● Page extract
----------------
2020-07-22 16:13:09 -05:00
Field G. Van Zee
72f6ed0637 Declare/define static functions via BLIS_INLINE.
Details:
- Updated all static function definitions to use the cpp macro
  BLIS_INLINE instead of the static keyword. This allows blis.h to
  use a different keyword (inline) to define these functions when
  compiling with C++, which might otherwise trigger "defined but
  not used" warning messages. Thanks to Giorgos Margaritis for
  reporting this issue and Devin Matthews for suggesting the fix.
- Updated the following files, which are used by configure's
  hardware auto-detection facility, to unconditionally #define
  BLIS_INLINE to the static keyword (since we know BLIS will be
  compiled with C, not C++):
    build/detect/config/config_detect.c
    frame/base/bli_arch.c
    frame/base/bli_cpuid.c
- CREDITS file update.
----------------
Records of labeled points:
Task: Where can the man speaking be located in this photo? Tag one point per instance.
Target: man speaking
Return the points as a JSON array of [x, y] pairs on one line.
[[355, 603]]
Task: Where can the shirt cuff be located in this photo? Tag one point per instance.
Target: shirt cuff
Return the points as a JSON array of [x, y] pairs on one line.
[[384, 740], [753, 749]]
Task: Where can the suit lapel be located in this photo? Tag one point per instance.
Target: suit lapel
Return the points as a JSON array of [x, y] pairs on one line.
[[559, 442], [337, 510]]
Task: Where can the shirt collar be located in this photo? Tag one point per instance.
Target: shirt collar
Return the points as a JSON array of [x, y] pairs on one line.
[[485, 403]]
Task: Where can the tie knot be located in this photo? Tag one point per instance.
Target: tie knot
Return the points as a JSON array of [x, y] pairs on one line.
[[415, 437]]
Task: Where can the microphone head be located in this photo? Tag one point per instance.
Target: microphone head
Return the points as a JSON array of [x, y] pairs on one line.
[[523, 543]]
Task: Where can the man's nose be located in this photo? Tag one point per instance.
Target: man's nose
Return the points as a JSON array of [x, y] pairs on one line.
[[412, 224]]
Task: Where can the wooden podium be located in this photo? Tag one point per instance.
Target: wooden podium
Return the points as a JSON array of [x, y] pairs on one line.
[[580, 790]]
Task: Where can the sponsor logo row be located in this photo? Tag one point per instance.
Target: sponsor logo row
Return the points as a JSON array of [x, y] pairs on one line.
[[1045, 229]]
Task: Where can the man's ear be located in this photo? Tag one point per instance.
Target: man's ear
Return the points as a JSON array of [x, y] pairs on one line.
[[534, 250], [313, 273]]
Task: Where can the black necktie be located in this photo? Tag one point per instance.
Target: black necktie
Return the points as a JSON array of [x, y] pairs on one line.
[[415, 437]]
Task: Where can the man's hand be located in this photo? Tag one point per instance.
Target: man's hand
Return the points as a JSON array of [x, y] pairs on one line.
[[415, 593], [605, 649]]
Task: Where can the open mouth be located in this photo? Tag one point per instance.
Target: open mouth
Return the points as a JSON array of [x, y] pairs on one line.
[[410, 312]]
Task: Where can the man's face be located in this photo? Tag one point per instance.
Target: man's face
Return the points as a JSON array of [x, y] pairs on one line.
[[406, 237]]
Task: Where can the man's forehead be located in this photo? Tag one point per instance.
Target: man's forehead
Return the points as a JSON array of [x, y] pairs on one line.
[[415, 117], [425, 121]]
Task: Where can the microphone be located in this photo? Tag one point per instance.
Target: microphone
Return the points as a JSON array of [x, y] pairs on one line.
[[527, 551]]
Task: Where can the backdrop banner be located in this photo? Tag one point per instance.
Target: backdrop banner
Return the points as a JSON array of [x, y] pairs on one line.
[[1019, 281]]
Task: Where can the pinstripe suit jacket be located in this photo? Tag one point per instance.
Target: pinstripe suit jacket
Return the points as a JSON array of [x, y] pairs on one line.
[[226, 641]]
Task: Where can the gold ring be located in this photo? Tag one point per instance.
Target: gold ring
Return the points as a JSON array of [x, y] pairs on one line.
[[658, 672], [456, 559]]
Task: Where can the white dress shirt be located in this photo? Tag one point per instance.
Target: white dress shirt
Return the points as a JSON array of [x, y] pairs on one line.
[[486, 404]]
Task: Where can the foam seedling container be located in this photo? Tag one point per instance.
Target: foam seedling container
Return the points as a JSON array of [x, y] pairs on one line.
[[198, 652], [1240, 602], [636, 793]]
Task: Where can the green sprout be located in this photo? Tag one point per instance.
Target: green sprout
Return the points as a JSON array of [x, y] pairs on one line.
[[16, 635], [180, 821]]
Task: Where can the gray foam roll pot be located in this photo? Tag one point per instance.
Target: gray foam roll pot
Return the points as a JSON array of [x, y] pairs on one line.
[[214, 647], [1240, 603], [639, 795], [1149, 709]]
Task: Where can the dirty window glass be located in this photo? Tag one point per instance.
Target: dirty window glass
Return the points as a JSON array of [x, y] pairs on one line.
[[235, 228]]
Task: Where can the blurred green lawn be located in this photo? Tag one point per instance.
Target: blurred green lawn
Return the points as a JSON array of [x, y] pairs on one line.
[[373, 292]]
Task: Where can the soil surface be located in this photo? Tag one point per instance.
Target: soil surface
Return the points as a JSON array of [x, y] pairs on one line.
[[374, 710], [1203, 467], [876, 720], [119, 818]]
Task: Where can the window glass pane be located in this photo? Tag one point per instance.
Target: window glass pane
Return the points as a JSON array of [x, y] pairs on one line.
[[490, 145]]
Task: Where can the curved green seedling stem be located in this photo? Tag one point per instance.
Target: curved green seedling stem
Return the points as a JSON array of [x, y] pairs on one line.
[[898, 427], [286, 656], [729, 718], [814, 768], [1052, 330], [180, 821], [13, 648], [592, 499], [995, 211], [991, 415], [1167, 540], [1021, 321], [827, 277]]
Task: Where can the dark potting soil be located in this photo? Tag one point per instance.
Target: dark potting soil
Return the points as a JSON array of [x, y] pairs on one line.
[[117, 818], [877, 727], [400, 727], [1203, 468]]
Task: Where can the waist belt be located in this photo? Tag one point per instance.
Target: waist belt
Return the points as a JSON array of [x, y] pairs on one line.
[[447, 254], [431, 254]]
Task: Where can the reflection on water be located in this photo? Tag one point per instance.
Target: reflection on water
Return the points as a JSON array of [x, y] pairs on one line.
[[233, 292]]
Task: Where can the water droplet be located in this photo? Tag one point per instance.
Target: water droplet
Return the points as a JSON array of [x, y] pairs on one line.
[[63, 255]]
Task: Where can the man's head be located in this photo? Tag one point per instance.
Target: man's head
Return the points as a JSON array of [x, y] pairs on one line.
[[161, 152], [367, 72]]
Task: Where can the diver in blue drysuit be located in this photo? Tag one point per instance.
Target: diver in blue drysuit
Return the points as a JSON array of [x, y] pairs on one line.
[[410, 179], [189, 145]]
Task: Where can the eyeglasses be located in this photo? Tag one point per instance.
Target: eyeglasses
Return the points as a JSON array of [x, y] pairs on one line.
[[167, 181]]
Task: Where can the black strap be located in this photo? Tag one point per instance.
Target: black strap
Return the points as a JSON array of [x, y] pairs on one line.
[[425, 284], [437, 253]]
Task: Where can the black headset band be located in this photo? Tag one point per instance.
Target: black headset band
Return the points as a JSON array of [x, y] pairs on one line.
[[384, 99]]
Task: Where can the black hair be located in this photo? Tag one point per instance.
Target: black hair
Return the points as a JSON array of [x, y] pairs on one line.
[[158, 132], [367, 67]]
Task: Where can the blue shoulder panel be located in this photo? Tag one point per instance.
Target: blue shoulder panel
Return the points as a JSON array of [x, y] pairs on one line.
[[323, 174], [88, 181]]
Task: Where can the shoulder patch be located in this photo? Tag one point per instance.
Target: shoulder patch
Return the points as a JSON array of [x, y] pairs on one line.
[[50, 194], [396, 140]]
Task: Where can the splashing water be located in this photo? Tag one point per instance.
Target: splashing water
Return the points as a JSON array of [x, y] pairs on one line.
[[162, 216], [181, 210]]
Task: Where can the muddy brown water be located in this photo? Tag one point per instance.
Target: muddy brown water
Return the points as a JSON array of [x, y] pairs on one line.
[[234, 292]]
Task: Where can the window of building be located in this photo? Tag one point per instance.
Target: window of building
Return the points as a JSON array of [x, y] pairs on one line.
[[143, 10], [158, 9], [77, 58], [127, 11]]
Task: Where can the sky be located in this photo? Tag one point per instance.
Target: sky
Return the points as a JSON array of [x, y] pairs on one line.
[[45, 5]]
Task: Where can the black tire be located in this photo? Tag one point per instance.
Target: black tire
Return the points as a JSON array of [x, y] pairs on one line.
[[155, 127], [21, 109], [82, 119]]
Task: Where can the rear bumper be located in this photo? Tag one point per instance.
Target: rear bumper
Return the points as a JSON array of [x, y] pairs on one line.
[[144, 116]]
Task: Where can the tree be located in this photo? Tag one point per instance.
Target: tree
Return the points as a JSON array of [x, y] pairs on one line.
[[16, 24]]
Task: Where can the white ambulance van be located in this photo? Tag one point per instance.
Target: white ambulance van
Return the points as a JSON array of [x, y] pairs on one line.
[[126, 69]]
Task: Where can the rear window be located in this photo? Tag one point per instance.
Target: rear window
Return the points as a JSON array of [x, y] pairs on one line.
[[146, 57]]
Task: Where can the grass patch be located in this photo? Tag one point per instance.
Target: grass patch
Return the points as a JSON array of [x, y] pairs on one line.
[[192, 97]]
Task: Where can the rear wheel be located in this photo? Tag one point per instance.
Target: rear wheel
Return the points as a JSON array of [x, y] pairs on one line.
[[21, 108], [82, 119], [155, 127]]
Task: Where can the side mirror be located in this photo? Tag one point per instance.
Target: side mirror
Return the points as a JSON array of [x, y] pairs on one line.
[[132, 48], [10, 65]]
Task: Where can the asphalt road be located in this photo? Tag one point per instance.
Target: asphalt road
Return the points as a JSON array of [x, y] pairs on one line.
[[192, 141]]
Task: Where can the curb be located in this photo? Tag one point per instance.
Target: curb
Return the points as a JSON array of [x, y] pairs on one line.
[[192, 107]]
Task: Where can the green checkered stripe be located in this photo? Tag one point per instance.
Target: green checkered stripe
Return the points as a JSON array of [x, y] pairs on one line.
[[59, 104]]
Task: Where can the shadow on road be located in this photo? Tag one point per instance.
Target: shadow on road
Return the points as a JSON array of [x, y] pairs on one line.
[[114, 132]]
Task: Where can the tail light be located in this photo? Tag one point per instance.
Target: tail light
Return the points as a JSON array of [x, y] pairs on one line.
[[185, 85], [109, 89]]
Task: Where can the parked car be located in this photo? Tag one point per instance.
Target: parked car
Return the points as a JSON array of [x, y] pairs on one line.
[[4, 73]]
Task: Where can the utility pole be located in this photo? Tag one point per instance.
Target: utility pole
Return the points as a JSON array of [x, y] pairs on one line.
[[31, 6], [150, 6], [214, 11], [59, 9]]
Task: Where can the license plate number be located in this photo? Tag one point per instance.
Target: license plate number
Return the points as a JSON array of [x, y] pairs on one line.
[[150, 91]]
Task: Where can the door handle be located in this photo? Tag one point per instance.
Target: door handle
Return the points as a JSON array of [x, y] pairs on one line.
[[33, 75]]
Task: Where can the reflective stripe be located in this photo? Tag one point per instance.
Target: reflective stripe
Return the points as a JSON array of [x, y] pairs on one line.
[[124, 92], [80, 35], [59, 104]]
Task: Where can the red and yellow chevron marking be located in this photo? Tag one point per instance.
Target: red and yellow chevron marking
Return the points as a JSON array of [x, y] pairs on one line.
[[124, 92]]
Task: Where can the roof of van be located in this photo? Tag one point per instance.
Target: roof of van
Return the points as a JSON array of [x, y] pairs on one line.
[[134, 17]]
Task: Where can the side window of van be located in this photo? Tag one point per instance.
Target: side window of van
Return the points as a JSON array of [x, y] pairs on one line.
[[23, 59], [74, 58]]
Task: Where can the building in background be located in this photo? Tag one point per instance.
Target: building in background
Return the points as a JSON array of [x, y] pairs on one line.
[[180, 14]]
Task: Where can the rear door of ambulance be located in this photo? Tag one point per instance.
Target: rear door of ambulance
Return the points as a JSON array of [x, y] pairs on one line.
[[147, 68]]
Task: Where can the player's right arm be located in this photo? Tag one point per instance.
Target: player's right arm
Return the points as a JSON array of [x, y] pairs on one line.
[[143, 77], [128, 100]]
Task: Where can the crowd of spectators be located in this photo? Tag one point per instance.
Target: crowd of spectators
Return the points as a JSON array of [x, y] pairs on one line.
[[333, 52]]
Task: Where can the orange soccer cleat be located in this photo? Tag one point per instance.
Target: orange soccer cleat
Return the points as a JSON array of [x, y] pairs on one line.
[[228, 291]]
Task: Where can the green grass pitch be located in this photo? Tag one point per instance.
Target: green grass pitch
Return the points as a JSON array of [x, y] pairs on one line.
----------------
● Set problem
From the BLIS_INLINE commit note, return word for word the passage starting with "2020-07-22 16:13:09 -05:00" and going on through "suggesting the fix.".

● Written reply
2020-07-22 16:13:09 -05:00
Field G. Van Zee
72f6ed0637 Declare/define static functions via BLIS_INLINE.
Details:
- Updated all static function definitions to use the cpp macro
  BLIS_INLINE instead of the static keyword. This allows blis.h to
  use a different keyword (inline) to define these functions when
  compiling with C++, which might otherwise trigger "defined but
  not used" warning messages. Thanks to Giorgos Margaritis for
  reporting this issue and Devin Matthews for suggesting the fix.